**WHAT IS NEEDED:** In the records below, some lines contain the word "hiker". Copy each of them.

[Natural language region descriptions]

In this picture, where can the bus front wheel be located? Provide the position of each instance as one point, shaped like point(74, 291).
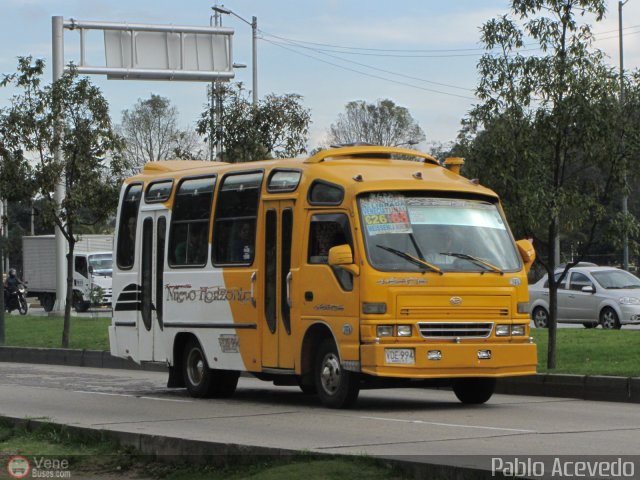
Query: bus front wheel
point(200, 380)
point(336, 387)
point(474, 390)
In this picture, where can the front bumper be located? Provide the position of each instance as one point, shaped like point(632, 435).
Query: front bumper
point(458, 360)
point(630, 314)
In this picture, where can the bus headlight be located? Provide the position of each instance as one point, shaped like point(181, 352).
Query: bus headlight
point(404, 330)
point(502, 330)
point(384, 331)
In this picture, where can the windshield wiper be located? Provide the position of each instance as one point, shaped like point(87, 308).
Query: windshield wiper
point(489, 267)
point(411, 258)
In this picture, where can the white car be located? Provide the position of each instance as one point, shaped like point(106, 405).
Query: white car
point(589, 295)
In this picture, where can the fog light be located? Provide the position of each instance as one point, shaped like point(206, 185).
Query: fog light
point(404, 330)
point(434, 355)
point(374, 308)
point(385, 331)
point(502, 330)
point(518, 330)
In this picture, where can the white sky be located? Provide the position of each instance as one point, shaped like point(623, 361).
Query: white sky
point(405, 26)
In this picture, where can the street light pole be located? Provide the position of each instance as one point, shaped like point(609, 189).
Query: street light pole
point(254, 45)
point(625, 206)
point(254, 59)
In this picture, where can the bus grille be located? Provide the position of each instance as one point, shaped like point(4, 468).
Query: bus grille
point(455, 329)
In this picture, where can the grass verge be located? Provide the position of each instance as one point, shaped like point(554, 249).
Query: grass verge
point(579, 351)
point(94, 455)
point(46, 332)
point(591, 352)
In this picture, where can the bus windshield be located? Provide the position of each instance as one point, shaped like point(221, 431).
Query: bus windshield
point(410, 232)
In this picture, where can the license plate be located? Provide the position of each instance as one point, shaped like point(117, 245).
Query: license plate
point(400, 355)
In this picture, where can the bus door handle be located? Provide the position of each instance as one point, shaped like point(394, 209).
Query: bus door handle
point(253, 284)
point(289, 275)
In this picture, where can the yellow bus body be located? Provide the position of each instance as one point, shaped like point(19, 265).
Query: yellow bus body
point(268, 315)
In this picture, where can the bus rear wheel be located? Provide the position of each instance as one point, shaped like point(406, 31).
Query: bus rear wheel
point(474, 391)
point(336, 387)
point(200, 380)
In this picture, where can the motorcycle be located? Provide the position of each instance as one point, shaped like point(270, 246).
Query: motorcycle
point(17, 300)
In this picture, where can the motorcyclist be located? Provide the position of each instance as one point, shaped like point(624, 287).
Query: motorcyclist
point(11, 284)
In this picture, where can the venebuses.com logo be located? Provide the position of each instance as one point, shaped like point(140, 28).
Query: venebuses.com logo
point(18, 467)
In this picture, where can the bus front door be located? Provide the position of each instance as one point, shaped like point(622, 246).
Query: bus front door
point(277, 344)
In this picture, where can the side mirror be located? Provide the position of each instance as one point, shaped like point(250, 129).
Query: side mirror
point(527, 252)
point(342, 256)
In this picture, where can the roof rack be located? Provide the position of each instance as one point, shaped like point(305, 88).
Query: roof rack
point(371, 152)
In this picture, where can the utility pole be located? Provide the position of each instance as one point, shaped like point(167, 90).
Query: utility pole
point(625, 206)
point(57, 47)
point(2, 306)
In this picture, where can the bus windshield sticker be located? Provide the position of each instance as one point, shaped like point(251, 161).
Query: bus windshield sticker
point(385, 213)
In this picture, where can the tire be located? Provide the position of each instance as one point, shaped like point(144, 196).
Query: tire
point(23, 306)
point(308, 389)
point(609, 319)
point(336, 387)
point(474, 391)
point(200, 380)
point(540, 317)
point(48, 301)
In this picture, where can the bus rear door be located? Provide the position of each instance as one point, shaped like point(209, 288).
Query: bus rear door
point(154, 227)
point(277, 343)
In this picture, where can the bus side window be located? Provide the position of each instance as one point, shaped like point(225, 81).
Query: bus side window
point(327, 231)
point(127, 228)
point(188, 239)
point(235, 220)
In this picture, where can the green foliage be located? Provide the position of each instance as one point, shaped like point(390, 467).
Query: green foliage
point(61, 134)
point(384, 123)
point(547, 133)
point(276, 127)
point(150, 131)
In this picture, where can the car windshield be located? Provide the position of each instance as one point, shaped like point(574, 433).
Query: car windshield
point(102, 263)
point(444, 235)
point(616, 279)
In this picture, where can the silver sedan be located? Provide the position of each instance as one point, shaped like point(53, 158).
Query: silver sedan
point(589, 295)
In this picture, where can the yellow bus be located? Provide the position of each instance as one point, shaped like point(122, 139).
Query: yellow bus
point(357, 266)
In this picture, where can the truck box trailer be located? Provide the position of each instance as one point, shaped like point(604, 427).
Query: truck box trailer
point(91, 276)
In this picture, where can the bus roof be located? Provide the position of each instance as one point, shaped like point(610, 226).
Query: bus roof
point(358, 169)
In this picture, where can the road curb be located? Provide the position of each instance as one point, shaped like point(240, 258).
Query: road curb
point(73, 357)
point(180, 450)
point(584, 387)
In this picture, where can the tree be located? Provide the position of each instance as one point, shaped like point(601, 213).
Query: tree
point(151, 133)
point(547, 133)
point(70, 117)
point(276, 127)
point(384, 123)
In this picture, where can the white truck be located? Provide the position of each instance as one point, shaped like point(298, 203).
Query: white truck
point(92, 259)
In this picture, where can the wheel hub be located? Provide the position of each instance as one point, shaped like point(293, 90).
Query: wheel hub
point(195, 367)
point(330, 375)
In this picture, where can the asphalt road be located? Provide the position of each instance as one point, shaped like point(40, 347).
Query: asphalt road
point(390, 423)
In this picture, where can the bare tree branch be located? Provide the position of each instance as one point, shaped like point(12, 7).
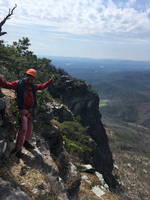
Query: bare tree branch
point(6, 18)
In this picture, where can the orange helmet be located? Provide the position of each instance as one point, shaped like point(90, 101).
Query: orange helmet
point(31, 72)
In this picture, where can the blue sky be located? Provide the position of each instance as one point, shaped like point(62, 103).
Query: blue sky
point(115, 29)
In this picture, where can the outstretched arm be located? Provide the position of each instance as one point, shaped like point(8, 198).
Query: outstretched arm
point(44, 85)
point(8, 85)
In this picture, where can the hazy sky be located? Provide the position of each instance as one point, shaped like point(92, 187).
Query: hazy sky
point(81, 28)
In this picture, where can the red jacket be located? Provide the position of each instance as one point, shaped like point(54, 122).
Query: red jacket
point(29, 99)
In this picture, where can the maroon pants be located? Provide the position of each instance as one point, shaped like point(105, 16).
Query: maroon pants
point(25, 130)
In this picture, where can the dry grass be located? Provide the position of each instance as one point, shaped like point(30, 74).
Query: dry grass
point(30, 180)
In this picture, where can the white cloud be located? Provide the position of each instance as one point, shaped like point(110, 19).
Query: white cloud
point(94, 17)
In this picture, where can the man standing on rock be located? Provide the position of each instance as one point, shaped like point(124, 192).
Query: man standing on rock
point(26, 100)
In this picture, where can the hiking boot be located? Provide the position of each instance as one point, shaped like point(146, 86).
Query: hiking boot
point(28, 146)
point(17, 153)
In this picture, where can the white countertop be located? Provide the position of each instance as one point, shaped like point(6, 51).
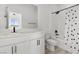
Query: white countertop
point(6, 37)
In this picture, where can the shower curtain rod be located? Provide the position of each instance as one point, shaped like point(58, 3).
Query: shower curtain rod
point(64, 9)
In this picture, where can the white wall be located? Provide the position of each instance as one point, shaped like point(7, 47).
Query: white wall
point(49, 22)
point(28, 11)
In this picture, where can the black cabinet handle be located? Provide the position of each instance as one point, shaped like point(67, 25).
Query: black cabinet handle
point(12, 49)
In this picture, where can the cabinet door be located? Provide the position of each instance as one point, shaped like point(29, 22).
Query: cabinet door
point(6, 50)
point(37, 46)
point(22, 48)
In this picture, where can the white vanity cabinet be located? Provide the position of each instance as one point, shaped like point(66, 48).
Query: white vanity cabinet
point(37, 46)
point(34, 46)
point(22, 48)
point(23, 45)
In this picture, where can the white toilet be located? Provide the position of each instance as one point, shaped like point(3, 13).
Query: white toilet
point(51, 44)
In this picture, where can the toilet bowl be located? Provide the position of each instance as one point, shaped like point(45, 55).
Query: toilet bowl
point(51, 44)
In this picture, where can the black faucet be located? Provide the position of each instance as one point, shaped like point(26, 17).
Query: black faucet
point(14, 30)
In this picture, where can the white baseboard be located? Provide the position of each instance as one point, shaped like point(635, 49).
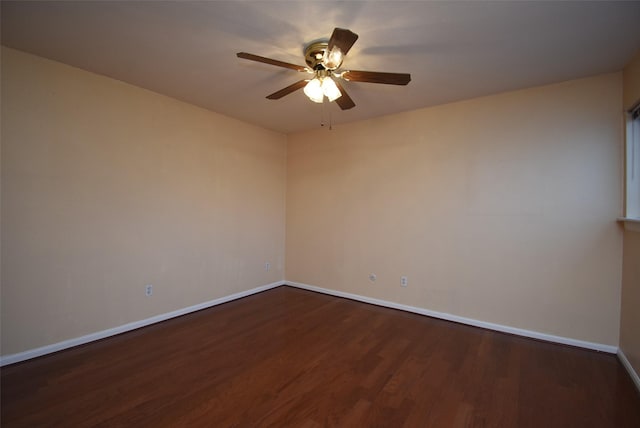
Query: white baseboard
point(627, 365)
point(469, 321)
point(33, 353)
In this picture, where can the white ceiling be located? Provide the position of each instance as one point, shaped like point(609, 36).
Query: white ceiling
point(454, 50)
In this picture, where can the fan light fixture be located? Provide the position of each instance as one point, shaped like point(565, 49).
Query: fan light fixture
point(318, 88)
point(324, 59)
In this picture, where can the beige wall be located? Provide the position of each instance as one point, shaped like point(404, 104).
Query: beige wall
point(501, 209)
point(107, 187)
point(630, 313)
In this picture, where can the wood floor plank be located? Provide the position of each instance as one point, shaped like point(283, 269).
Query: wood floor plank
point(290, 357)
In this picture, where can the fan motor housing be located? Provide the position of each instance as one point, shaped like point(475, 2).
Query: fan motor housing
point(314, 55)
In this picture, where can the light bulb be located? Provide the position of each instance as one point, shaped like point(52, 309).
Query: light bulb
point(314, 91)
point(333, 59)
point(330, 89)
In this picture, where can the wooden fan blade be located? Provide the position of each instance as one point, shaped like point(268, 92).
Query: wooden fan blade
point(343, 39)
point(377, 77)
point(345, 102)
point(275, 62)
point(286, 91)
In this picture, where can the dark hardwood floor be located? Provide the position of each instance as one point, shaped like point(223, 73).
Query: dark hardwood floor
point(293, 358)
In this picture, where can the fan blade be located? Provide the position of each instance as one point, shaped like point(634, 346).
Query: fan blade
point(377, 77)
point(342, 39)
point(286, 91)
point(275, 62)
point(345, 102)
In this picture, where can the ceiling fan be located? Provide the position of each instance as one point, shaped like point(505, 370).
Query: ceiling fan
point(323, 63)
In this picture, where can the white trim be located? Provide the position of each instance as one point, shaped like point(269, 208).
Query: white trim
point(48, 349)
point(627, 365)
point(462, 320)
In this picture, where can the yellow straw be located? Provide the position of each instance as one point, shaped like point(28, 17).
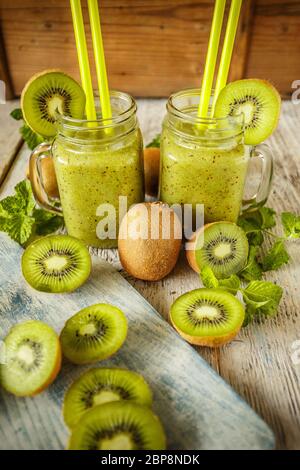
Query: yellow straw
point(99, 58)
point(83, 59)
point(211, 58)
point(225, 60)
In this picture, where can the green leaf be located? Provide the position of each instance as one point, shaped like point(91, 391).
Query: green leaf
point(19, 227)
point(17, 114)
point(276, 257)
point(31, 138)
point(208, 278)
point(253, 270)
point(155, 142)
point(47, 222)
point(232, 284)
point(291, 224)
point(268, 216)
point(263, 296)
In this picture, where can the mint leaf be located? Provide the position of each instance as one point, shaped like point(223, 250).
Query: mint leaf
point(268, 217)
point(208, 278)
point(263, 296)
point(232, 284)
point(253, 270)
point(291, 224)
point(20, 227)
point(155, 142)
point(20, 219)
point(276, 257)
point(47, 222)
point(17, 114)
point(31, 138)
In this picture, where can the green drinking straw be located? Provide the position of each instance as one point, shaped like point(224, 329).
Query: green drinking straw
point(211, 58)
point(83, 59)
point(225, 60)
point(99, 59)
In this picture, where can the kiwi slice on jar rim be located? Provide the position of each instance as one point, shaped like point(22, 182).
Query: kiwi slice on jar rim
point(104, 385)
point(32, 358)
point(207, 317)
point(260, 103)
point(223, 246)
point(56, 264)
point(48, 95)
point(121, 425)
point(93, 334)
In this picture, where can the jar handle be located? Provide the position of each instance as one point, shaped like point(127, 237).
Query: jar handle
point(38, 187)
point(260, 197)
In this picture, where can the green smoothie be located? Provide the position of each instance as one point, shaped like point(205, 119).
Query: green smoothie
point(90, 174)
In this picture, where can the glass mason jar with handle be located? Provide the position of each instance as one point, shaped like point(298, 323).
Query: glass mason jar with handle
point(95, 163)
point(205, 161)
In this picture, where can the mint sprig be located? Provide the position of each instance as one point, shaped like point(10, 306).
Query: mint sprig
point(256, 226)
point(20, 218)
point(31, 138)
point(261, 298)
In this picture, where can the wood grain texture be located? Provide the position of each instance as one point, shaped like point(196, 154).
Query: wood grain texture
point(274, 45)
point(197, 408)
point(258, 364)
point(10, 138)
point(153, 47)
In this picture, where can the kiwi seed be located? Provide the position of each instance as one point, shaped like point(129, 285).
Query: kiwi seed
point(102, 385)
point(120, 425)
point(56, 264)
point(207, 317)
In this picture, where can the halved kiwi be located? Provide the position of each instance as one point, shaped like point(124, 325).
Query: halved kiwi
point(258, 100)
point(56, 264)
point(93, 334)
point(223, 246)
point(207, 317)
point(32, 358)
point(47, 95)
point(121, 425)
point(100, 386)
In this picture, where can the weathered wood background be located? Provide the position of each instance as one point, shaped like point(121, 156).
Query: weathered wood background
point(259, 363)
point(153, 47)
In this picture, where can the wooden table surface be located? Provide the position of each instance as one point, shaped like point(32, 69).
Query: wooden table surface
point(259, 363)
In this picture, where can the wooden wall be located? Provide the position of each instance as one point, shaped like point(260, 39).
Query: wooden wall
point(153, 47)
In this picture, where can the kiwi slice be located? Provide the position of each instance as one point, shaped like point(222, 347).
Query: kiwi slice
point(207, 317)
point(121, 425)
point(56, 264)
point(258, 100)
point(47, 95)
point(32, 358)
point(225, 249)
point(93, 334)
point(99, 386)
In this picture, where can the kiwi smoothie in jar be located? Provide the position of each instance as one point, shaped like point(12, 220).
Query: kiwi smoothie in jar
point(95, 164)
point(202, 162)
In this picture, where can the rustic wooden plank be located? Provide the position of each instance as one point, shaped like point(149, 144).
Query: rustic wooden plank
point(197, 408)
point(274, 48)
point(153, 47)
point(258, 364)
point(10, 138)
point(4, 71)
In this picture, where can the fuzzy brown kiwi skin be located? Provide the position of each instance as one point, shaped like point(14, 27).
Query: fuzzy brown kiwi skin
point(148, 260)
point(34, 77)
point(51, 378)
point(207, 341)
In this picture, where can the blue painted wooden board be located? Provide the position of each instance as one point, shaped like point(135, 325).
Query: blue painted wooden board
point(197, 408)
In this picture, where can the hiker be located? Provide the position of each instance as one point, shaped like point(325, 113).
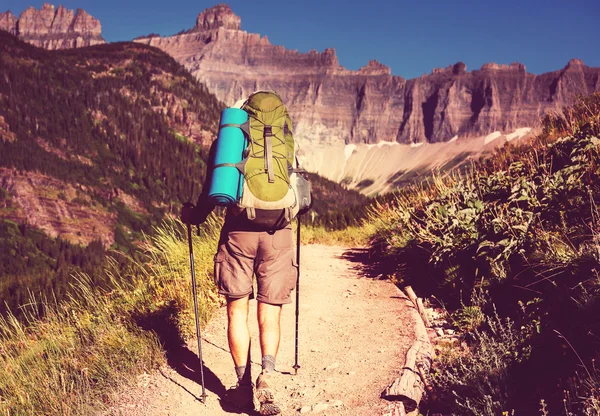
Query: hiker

**WRITTEN SOLUTION:**
In this picture, where can the hiker be located? Provide the position of each instance as one point, shaped like point(325, 113).
Query: hiker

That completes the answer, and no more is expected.